DATASET ENTRIES —
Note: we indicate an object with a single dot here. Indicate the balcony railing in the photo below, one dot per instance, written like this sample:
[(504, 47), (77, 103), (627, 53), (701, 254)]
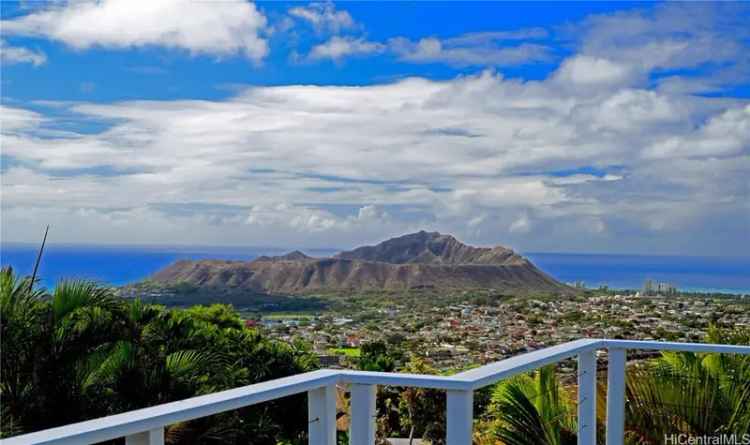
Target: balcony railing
[(146, 426)]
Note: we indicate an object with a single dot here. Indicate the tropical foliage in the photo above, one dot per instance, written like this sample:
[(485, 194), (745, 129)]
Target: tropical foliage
[(534, 409), (695, 394), (676, 393), (80, 352)]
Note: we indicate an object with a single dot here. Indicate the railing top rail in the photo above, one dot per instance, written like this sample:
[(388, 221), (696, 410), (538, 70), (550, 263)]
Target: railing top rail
[(489, 374), (676, 346), (145, 419)]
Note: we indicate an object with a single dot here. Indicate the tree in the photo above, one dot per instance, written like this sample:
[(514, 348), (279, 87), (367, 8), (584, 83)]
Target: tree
[(116, 355), (534, 410), (422, 410)]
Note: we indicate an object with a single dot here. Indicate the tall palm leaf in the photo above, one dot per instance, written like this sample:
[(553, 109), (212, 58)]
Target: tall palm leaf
[(534, 410)]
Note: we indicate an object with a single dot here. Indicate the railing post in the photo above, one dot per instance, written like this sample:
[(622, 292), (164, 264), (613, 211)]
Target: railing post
[(459, 417), (587, 398), (321, 415), (152, 437), (616, 396), (362, 422)]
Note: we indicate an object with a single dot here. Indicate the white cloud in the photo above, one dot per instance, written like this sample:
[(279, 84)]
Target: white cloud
[(319, 165), (586, 71), (601, 155), (337, 48), (201, 27), (474, 49), (324, 17), (15, 54)]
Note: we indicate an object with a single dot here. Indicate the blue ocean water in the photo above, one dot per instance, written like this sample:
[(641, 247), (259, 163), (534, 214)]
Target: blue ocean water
[(688, 273), (119, 265)]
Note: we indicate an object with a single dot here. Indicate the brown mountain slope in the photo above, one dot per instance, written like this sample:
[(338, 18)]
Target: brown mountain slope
[(412, 261), (431, 248)]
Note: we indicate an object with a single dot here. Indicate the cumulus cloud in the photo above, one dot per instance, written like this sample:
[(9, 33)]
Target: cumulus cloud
[(525, 163), (324, 17), (710, 39), (338, 47), (15, 54), (475, 49), (213, 28), (587, 71), (602, 155)]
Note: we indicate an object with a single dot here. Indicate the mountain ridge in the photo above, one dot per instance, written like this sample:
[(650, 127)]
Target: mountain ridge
[(412, 261)]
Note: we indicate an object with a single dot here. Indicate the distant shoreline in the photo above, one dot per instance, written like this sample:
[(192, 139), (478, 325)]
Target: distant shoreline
[(120, 265)]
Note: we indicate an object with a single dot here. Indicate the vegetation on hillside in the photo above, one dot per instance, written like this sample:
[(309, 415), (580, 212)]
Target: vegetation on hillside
[(80, 353)]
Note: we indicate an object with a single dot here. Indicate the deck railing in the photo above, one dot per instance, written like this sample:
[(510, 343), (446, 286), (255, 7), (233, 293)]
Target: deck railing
[(146, 426)]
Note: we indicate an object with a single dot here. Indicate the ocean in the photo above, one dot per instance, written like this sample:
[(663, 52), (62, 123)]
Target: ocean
[(118, 265)]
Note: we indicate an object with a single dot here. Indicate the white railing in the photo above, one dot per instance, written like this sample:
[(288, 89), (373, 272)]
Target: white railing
[(146, 426)]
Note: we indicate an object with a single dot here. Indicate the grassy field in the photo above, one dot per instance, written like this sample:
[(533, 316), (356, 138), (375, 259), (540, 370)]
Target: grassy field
[(349, 352)]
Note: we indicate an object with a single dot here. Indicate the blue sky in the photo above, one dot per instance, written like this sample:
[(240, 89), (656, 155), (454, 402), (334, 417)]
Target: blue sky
[(605, 127)]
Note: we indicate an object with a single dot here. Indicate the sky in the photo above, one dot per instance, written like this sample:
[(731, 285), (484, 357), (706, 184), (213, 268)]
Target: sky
[(559, 127)]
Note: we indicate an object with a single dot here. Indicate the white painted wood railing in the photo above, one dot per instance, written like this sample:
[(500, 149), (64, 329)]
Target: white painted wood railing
[(146, 426)]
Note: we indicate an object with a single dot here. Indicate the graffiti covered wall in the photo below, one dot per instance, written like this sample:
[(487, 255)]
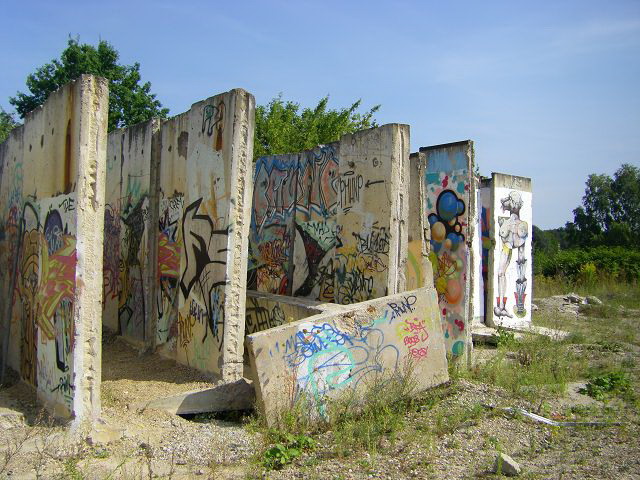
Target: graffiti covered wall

WHAT THE TASK ASKS — The data must come back word for word, with every picture removed.

ANSWER —
Note: we indicate an object with a single dot here. Indicate the balcony railing in the photo below, one dot per instance, written like this sample:
[(504, 47), (77, 103), (627, 53), (701, 254)]
Target: balcony railing
[(146, 426)]
Note: we indicate an object with a single dot here. Indicate the tropical foliage in the photo above, one dot per instance, written like this sample:
[(485, 194), (745, 129)]
Target: tropical foliage
[(534, 409), (695, 394), (676, 393), (80, 352)]
Note: we indicate an object with a single dot here. Indicate the railing top rail in the photo above, one dot per instance, written like this sample:
[(388, 221), (696, 410), (538, 70), (550, 263)]
Target: railing top rail
[(489, 374), (676, 346), (145, 419)]
Note: we indicate an object with a single dot here. Indicate the tree in the photo above, one dot per instance, written like this sample:
[(514, 348), (279, 87), (367, 8), (584, 83)]
Target: tree
[(116, 355), (534, 410), (422, 410)]
Note: we indicate an object with a single dot here. Indicate the tall palm leaf in the photo above, one dot per instance, written like this sample:
[(553, 109), (212, 58)]
Target: tall palm leaf
[(534, 410)]
Note: we indicate an object with a single dot here. Indicate the railing post in the photo above, one dot per instance, written like this sample:
[(622, 292), (164, 264), (613, 211)]
Target: railing post
[(459, 417), (587, 398), (321, 415), (152, 437), (616, 396), (362, 422)]
Note: we indicate an object with a single dot here. Indicate the white cloud in the photo above, one dot per instance, written like this sample:
[(279, 84)]
Target: white cloud
[(319, 165), (586, 71), (601, 155), (337, 48), (201, 27), (474, 49), (324, 17), (15, 54)]
Note: we indicate an object with a single dot here. Indicate the blue ocean water in the photo above, one dot per instance, written like this sample:
[(641, 247), (259, 163), (534, 214)]
Target: blue ocean water
[(688, 273), (119, 265)]
Note: we indicate an object with a single dot here. Indicate the brown mountain slope in the photo above, one dot per instance, written like this sample:
[(338, 18)]
Target: brown mountain slope
[(412, 261), (431, 248)]
Note: we indicate an object with a single dot here. Indicate the cumulus cloud in the photo above, one dot per instance, written like this sample:
[(9, 33)]
Target: cumulus cloud
[(525, 163), (324, 17), (710, 39), (338, 47), (15, 54), (475, 49), (213, 28), (587, 71), (602, 155)]
Note: we indicate an object with a single dot here. Indicate the mountain ridge in the photo above, one dot per instance, written like this sample:
[(650, 127)]
Target: mountain ridge
[(412, 261)]
Note: we indicate an object with a single dot here. Indicate the distant shoreline in the photo above, one dot per instance, written like this sample:
[(192, 139), (478, 325)]
Target: distant shoreline
[(120, 265)]
Note: we indicate an object with a single dot here. Indicate the vegetation on hillside in the photo above, one dot per instance, written like this sample:
[(309, 415), (580, 212)]
Target: vegetation on hillside
[(80, 353)]
Note: we indicate an object with a single dot here. Indicate the deck railing in the photo above, one dot per instance, written like this sample:
[(510, 343), (446, 286), (255, 7), (233, 293)]
Target: deck railing
[(146, 426)]
Note: we indicate an object with a single dot here. Indicate the ocean in the photo above, one dot per instance, written like this sample:
[(663, 52), (62, 123)]
Target: ocean
[(118, 265)]
Note: we indicate an object with a single dot here. Indicate the white railing in the photo above, one dot per instance, written like this sample:
[(288, 89), (373, 272)]
Target: white railing
[(146, 426)]
Note: we indicate an object with a single dot here. Indicate the grassy field in the photo above, one dot per instance, written like this sample:
[(533, 316), (356, 138), (375, 259), (540, 370)]
Target: grassy field
[(349, 352)]
Note: we indicate an object with a single dot here. Indicate the blue sky in the photo above, one dot per instance, written like this sample:
[(240, 89), (656, 155), (454, 402), (334, 417)]
Target: blue sky
[(605, 127)]
Note: we indicate an object with a single dot here. Indicate the sky in the photo above, one dot per instance, written like this sample:
[(731, 285), (484, 357), (706, 184), (213, 268)]
Target: sky
[(559, 127)]
Note: we indicate an object with a single dot here. Indicate the white painted wood railing in the photo above, one dot per instance, written like this sample:
[(500, 149), (64, 329)]
Target: white painted wood railing
[(146, 426)]
Note: we indicate an object with a single dot here. Indicate the graffiti covered wall in the photo below, one dot per instance, written like this sample:
[(487, 255)]
Target: graffiti covered wall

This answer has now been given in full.